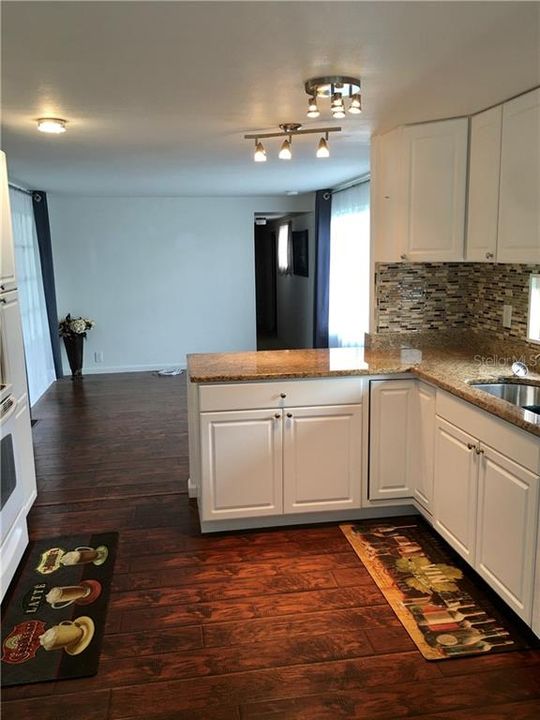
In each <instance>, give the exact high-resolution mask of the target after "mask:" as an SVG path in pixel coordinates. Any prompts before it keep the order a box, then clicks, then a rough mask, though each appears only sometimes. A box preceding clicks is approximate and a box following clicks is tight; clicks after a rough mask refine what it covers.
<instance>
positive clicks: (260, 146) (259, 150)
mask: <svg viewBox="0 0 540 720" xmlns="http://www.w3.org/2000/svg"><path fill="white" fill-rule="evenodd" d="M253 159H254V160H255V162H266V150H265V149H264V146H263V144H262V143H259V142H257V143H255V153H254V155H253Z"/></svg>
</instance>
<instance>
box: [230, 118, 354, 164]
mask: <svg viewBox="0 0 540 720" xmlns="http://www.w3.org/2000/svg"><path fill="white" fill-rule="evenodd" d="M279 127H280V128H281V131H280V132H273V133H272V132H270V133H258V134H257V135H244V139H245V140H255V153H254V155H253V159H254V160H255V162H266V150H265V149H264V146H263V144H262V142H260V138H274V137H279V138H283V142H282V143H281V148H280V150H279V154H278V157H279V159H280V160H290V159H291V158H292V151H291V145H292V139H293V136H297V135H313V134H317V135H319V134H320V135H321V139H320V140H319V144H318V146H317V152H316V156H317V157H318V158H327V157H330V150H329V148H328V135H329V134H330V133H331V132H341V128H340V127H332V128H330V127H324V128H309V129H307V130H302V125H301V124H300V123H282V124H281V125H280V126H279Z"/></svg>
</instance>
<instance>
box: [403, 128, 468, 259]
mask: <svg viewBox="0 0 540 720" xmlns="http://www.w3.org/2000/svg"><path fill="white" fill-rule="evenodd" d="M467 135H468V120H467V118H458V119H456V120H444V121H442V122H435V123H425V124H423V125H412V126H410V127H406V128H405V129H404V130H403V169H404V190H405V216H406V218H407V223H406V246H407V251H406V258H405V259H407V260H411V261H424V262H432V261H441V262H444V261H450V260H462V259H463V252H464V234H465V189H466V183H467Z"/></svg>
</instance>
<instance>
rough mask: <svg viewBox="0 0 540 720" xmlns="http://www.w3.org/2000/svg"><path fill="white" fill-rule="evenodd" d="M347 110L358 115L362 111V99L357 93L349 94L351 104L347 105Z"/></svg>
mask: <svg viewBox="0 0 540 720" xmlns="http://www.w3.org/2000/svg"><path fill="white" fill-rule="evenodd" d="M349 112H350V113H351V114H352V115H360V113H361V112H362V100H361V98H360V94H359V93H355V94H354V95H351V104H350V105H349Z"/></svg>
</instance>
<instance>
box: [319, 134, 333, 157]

**Directive:**
Please pull out every line of the records that contains the string "clicks", treating uppercase and lowercase letters as different.

**Exercise output:**
In each <instance>, give the exact high-resolution mask of the target after "mask:" as an SVG path in pixel coordinates. Any prompts before it keep the order a box, then clicks, then a rough mask, though each appears only sometimes. A box preceding clicks is approximate and a box following clicks is tight; clicks after a rough mask refine what it covers.
positive clicks: (260, 146) (259, 150)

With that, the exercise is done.